#### [Given passage]
■ ■ ■ ■
Oh, my God, absolutely. I look back on that Undoing feeling and I go, “Oh my God, that was a gift that was given to me,” because I got so in my head. I was so in my head because of that jump [from stage to screen]. That actually made me go, “Just be Noma, just be present, don’t judge yourself, because you’ve been invited into the room, for fuck’s sake.”
Post-The Undoing, every job I’ve been to, I go, “Oh, yeah.” Even just going into Normal People for the one episode I did—which had a lovely female director, Hettie Macdonald—was beautiful. Walking into the room now, I’m not scared, because I’ve been invited into the room.
I also read that you don’t like the word “diversity.”
Yes. I like the word “representation.” When “diversity” first started popping about, it made sense. But then you realize it was being used in a lazy way. Whoever was employing would go, “We’ve got to get the diversity ticket. Let’s just get someone in.” You want me for my color, you want me for my culture, you want me but you’re not looking after me. You’re not seeing the individual. That drives me absolutely fucking crazy. The word “diverse” is interesting because we have diverse things to do in the world. I’m not a “diverse” person.
I used to want to fit in so much when I was young because of growing up in a predominantly white place. I’m looking at my mixed-race daughter growing up and trying to navigate her places. I really think of the world as post-George Floyd and pre-George Floyd. Because of the COVID-19 pandemic, white people were able to see how other people existed. It’s not about politics. We are diverse humans, in our abilities, but we represent so much more than just “diversity.” Our humanity is the thing.
I bring up that word because I love fantasy and sci-fi, but they are the genres that have been the slowest to diversify their casts. The rapturous response to Teyonah Parris in WandaVision, for instance, shows you that a lot of people have been waiting for this change.
■ ■ ■ ■
Please update the interview excerpt, beginning at the words "Oh, my God, absolutely." and stopping after "into the room.", so that "room" becomes "space" throughout.
■ ■ ■ ■
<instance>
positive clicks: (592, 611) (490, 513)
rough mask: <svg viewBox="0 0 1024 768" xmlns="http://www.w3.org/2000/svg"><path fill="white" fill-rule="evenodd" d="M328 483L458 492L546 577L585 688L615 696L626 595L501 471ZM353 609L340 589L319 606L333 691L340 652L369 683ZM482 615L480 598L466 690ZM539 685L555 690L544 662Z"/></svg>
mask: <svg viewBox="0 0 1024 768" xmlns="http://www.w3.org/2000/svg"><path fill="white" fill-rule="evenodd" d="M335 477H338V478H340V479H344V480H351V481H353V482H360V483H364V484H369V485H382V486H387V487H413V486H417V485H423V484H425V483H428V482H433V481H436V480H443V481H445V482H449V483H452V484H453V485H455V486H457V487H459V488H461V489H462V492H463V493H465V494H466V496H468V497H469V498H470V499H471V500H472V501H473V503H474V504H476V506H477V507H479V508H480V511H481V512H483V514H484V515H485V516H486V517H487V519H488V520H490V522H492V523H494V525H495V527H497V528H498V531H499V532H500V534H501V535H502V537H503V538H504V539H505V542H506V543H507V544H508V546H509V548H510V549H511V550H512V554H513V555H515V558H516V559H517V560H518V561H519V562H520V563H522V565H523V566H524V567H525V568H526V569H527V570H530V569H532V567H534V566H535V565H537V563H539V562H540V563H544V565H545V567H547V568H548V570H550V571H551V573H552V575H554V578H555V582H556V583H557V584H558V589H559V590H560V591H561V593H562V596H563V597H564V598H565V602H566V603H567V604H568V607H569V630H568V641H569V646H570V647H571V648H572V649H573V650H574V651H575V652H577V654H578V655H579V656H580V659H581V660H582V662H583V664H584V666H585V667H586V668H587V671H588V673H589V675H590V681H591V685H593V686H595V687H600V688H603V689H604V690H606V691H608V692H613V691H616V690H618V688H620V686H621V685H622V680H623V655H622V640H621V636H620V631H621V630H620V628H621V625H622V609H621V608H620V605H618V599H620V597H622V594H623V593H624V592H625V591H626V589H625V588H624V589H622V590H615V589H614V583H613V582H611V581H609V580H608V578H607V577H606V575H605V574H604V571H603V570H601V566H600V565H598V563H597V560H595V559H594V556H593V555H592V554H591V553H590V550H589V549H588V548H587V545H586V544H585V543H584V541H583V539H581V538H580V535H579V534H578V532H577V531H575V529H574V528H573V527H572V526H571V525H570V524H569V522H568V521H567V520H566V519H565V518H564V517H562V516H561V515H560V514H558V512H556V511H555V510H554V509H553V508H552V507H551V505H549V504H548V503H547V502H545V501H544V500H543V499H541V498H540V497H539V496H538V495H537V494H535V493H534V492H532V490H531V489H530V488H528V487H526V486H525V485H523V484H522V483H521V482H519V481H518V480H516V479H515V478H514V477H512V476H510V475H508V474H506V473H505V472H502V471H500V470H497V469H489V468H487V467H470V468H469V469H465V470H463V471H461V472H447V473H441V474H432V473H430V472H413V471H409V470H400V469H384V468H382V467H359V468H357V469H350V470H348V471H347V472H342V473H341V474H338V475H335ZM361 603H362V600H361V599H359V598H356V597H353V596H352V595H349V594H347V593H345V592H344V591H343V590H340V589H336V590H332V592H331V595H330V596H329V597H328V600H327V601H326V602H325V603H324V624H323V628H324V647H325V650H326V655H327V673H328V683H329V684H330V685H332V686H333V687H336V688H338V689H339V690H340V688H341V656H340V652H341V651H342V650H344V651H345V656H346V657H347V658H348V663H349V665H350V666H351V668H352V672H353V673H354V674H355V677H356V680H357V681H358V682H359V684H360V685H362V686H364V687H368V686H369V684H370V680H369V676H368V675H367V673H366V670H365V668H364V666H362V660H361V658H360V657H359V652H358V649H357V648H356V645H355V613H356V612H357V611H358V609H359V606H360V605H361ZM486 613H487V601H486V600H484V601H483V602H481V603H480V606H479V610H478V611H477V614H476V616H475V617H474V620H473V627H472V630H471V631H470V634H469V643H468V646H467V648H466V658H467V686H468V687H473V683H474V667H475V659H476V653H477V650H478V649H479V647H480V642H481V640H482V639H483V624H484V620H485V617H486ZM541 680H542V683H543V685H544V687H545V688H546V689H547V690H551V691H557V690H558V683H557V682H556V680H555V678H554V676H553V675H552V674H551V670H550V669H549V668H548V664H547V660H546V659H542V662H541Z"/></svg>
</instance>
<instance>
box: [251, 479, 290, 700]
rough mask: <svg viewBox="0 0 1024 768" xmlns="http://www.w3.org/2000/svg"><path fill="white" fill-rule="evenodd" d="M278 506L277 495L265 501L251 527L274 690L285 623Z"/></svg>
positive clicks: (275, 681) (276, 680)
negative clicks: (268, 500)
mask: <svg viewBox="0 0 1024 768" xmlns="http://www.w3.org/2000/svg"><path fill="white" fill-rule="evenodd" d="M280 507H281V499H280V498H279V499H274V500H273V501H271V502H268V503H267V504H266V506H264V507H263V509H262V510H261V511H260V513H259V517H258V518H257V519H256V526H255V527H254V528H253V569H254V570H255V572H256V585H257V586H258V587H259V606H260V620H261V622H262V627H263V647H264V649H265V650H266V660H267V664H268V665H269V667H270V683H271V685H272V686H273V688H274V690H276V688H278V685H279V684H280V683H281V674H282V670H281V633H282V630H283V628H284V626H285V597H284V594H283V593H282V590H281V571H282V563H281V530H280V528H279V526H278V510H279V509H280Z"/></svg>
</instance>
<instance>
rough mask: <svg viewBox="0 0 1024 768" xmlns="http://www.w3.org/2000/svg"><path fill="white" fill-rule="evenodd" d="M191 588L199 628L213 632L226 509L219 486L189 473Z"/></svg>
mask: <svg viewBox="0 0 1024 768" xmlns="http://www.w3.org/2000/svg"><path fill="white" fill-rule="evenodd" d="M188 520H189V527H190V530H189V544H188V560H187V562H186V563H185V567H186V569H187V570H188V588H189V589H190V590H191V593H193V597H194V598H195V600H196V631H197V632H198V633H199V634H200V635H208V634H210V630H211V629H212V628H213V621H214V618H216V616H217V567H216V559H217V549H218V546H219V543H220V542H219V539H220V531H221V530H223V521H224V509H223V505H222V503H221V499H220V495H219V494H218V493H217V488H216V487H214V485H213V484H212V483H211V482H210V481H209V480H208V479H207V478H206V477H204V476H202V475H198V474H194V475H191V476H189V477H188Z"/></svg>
■ ■ ■ ■
#### [Result of this task]
Oh, my God, absolutely. I look back on that Undoing feeling and I go, “Oh my God, that was a gift that was given to me,” because I got so in my head. I was so in my head because of that jump [from stage to screen]. That actually made me go, “Just be Noma, just be present, don’t judge yourself, because you’ve been invited into the space, for fuck’s sake.”
Post-The Undoing, every job I’ve been to, I go, “Oh, yeah.” Even just going into Normal People for the one episode I did—which had a lovely female director, Hettie Macdonald—was beautiful. Walking into the space now, I’m not scared, because I’ve been invited into the space.